THE EXERCISE —
Quote the entries in full, character for character, without their images.

MATERIAL TO PROCESS —
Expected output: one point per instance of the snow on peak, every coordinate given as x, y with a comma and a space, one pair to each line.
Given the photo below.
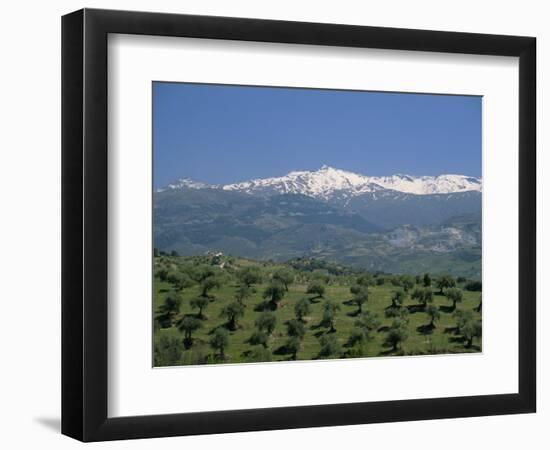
186, 183
328, 182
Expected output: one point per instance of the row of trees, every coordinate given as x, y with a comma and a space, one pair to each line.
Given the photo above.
208, 278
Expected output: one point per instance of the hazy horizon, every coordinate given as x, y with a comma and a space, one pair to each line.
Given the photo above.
219, 134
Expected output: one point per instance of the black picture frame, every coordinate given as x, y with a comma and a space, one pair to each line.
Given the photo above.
84, 224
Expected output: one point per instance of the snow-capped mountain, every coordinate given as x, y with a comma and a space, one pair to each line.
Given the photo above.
186, 183
328, 182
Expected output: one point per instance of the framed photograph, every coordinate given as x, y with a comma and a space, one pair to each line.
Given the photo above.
273, 224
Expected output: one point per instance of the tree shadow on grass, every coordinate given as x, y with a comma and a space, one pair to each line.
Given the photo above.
450, 330
426, 329
282, 350
416, 308
265, 306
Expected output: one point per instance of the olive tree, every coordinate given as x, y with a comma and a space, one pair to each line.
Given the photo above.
367, 323
284, 276
398, 298
454, 295
302, 308
232, 312
295, 328
274, 293
316, 289
243, 292
266, 322
169, 309
397, 334
433, 314
445, 282
188, 325
329, 314
427, 280
200, 303
219, 341
360, 297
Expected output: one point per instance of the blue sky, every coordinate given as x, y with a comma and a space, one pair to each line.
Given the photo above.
223, 134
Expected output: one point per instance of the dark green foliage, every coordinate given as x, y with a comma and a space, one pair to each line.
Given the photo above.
454, 295
259, 338
445, 282
243, 292
427, 280
266, 321
360, 297
329, 314
468, 326
209, 283
285, 277
357, 337
275, 293
316, 289
433, 314
178, 279
161, 273
257, 327
396, 312
168, 351
167, 313
232, 312
407, 282
480, 306
422, 295
302, 308
365, 280
188, 325
320, 276
295, 328
397, 298
397, 334
367, 323
200, 303
219, 341
330, 347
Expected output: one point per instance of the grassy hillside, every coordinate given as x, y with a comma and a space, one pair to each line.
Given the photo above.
179, 288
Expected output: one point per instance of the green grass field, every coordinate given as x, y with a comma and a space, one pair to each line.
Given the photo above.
170, 348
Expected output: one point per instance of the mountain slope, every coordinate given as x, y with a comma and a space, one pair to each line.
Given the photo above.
393, 224
328, 182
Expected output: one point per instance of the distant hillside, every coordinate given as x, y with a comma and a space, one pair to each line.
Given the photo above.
356, 222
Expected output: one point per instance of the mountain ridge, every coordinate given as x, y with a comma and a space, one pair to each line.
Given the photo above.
328, 183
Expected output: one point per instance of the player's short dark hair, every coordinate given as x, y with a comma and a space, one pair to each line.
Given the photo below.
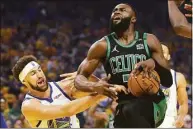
21, 63
134, 10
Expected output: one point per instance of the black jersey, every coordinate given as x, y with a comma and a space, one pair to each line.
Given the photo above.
121, 59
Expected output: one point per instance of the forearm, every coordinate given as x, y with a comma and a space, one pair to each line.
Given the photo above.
83, 84
183, 110
178, 20
184, 30
165, 75
84, 103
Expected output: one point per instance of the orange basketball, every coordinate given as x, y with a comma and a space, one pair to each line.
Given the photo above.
144, 86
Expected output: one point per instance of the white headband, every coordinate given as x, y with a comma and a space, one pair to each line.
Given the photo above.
30, 66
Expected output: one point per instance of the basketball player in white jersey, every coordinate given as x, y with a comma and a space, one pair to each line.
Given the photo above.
50, 104
176, 94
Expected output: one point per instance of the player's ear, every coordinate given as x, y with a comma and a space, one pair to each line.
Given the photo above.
24, 82
169, 57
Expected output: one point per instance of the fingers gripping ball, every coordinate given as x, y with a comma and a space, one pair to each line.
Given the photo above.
141, 86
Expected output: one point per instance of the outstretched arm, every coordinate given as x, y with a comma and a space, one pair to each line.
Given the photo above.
161, 64
178, 20
95, 56
34, 110
182, 99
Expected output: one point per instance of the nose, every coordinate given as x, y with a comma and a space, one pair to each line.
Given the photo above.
38, 74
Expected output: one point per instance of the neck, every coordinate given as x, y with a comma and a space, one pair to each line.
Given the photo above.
128, 35
45, 94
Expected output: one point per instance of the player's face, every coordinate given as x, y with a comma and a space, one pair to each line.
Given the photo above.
166, 52
121, 17
36, 80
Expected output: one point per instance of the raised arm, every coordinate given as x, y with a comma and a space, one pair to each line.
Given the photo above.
161, 64
95, 56
178, 20
34, 110
182, 99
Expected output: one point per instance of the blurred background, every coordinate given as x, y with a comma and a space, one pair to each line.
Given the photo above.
59, 34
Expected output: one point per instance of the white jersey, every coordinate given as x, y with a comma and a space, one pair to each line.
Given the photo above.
171, 97
57, 97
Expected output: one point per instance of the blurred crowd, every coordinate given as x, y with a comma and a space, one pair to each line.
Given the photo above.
59, 35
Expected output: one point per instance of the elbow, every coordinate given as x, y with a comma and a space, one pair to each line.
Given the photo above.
178, 29
168, 81
76, 83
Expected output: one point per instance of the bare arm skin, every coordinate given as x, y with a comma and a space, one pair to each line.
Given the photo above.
182, 99
69, 88
178, 20
157, 62
161, 64
95, 56
34, 110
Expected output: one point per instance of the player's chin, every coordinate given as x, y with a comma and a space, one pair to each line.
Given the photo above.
43, 88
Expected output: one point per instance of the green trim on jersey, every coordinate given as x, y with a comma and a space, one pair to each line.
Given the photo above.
159, 111
130, 44
145, 44
108, 48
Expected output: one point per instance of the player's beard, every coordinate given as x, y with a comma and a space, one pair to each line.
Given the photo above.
37, 88
122, 26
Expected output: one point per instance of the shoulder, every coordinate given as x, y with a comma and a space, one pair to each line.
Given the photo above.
66, 86
181, 81
102, 43
98, 49
29, 105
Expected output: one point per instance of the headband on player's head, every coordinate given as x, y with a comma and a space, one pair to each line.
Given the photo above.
29, 67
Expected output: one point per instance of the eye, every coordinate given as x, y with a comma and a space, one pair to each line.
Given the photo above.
33, 72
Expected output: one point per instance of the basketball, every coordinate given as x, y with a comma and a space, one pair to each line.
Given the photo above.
142, 86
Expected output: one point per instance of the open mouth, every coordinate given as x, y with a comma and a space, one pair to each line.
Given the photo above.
41, 81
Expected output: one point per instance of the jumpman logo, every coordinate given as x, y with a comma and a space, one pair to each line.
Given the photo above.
115, 49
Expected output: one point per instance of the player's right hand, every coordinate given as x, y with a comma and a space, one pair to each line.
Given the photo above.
68, 76
102, 87
189, 8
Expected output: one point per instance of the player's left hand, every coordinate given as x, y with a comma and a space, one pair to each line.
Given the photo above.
119, 88
68, 76
147, 66
179, 122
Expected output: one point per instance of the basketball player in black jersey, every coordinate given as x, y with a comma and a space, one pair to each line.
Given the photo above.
124, 53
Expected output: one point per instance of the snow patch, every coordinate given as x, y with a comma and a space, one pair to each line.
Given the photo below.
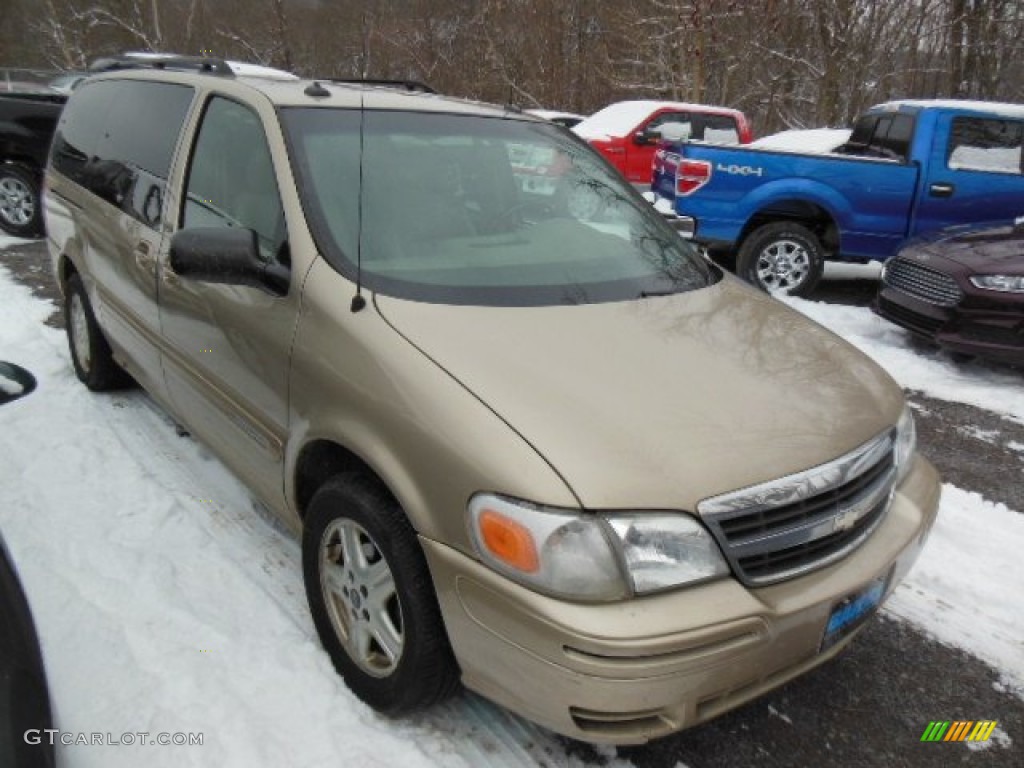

FINAL ANSWER —
Expected output: one point per instance of the snow on peak, every coordinate given as x, y with a comma and a space, one pair to each line.
Given the photo below.
186, 183
328, 182
Expected output: one point per instance of the row of trees, every coordinate given as x, y with a comma and a space, one pair to each line.
Given the photo above.
208, 278
Expected output: one point per instance of the hazy horizon, every coordinate given as x, y with a comma and a space, one pair to each line.
Given the photo above.
219, 134
Expected output: one point per instance of the black picture frame, every coordinate given as x, y with a comma and a space, one pair to each line.
Given the photo above.
84, 224
Expected output: one point per instance of the snow-capped mountain, every coordinate given as x, y with a comma and a space, one pair to each line.
Given the photo above.
186, 183
328, 182
Expected output: one point per instance of the framed photograph, every coordinate given as x, y with a comma and a space, one pair to each line.
Given the photo above.
273, 224
Expected output: one point per instance of the tree shadow on grass, every coordinate given as x, y with a comma and a space, one pair to each line.
Given the photo above.
450, 330
426, 329
282, 350
416, 308
265, 306
Expected output: one point per instance of the olive tree, every coordinate given as x, y with a comma and a space, one pair to each line.
Given the photo above.
367, 323
284, 276
398, 298
454, 295
302, 308
232, 312
295, 328
274, 293
316, 289
243, 292
266, 322
169, 309
397, 334
433, 314
445, 282
188, 325
329, 314
427, 280
200, 303
219, 341
360, 297
Expected output: one point per instance of the blue sky, every coordinate given as x, y with a comma and a space, one pair to each line.
Given the photo above.
223, 134
Expected output: one point per instance of the dark green foliage, every coordinate given as x, y with a comma and a space, one pair to each line.
Given the photo above.
454, 295
259, 338
445, 282
243, 292
427, 280
266, 321
360, 297
329, 314
468, 326
209, 283
285, 277
357, 337
275, 293
316, 289
433, 314
178, 279
161, 273
257, 327
396, 312
168, 351
167, 313
232, 312
407, 282
480, 306
422, 295
302, 308
365, 280
188, 325
320, 276
295, 328
397, 298
397, 334
367, 323
200, 303
219, 341
330, 347
Expected output: one point per instance of the grassy hillside, every coordinate given as x, y with a comma and a space, one pair to each line.
Given the photo above.
179, 288
Expected output: one point per instance of the green grass field, every coordinate given as x, y with a comma and a space, one pair to each line.
Given the photo above.
170, 348
Expected output: one point per instance of the mountain slope, every coordinate given as x, y with a comma and a space, one pair to each line.
Given the photo above.
393, 224
328, 182
Expected output: one point per instance of the distant hillside, every coordinate given as x, y with a comma and a space, one pair to each line.
Given the photo above.
356, 222
Expected output: one point per instance of the mountain ridge, every coordinate given as x, y with a comma and a space, one pair to each line.
Given the photo above.
328, 183
Expected output: one point per instance of the player's short dark hair, every coordinate given as x, y with a comma and a space, one pair to each line.
Given the photo below.
21, 63
134, 10
Expected output: one point per instance of the black jersey, every coordinate given as x, y with a comma and a space, one pair to each line.
Given the photo above.
121, 59
Expected output: one point per instance of the forearm, every coordinate given as x, y with a comma and a space, one pair to each line.
Given the photo above.
83, 84
183, 110
178, 20
184, 30
165, 75
84, 103
Expected output: one point per instance of the orange basketball, every coordinate given as x, y with a comma and a space, one pair to each line.
Given the photo above.
144, 86
Expected output: one point per instance of the white headband, every coordinate given as x, y with a comma and a space, one pair to each line.
Given the photo above.
30, 66
Expected output: one point per instance of the basketball player in white jersey, every coordinate given as x, y with a comma and a space, one pair to each line.
Given the photo above.
50, 104
176, 94
Expected output: one point per instance of the player's ear, every coordinate given as x, y with a comma and a space, one pair to each line.
Given the photo above.
24, 82
169, 57
Expected output: one point per instance of the fingers gripping ball, every coordinate given as x, y with a comma and a space, one pair to each line.
Given the photo above.
141, 86
Expected output: one point per instance of the outstretched arm, every coordinate given as x, y with a comma and a space, one pair to each line.
Given the photo above.
161, 64
178, 20
95, 56
34, 110
182, 99
Expected output: one point per instance of the nose, every coordinate given as x, y with a comma and a space, one pair to each line.
Given the photo above.
38, 74
Expected output: one point per instance of the neck, every coordinate given as x, y with a comma and a space, one pair to each line.
Given the photo above.
128, 35
45, 94
Expected output: one point per instance of the player's face, every coordinate given as x, y with a comma and a space, one pair to each line.
Given the photo above.
166, 52
121, 17
36, 80
Expected output: one point per instance of the raised arm, every coordinate given as x, y with a comma and a space, one pair to each line.
Given the photo above.
161, 64
95, 56
178, 20
34, 110
182, 99
Expected output: one point per instance of the blurred background, every coordinate given as x, y with a comma and a space, one pair to each line.
Given the photo above.
59, 34
Expected output: one point per instance of the white jersey, every coordinate given as x, y with a comma and a space, one pair to each line.
Given the photo above.
171, 97
57, 97
Expected output: one point per instance of the blurred crowd, every coordinate given as x, y with a comma and a space, one pair to each line.
Given the photo above.
59, 35
Expected output: one point per instance of the elbow, every coordinate given as x, y with a comma and a space, one pair to each line.
Given the photo above.
178, 29
168, 81
76, 83
Expected output: one point per instance of the bare arm skin, every coordinate given as x, y with a comma and a space, one pair to each line.
Given the photo above.
182, 99
69, 88
178, 20
157, 62
161, 64
95, 56
34, 110
Expected output: one point per instance of the player's chin, every coordinate given as x, y with a comma and a space, one pair to each line.
Given the photo above.
43, 88
Expected output: one point per instance of the green trim on jersey, every coordinate given as x, y with a comma and a space, one pair to each line.
Given the photo above.
159, 111
130, 44
145, 44
108, 48
Expected output: one point per instance of the player's beard, every coordinate given as x, y with a comma and a space, one pair to each line.
Given the photo above.
37, 88
122, 26
Expected output: one point per instance of the shoulder, every coordinate given as x, y with a comma and a space, one pair to each line.
Given the photo above.
66, 86
181, 81
102, 43
98, 49
29, 105
Expected output: one point per instance of the headband on player's head, every coordinate given as x, y with a comma and a space, one pair to each line.
Given the photo above.
29, 67
Expected output: one point per instance of the eye, every coordinate given as x, y with a comma and a space, one pair to each line.
Given the photo above.
33, 72
Expected output: one point per instance of the basketball, every coordinate given as x, y with a comma and a space, one pair to each line.
Given the photo above.
142, 86
Expected output: one point per instance of the open mouth, every coordinate given as x, y with a comma and a space, one pair to each line.
Given the photo above.
41, 81
Expected output: one point per instance of the jumpman logo, every coordinate given as x, y with a comma and a space, one pair to each line.
Given the photo above.
115, 49
Expected output: one point per instance of the player's right hand, every coordinate given as x, y with a comma and a space, one pair to each line.
Given the photo above.
68, 76
102, 87
189, 8
Expected output: one point per instance of the player's left hand, every coordinate given as x, y with a comma and a space, one pair to each line.
Given the photo above.
119, 88
68, 76
147, 66
179, 122
Expected output: one point per instance of the basketball player in black jersey, every coordinate given as x, y with a comma and a space, one pair to each line.
Given the photo above.
124, 53
Expected output: one point per instance of the snow patch, every coordinate given as x, y with a comma and a space, one pair to each line.
Given the photo below.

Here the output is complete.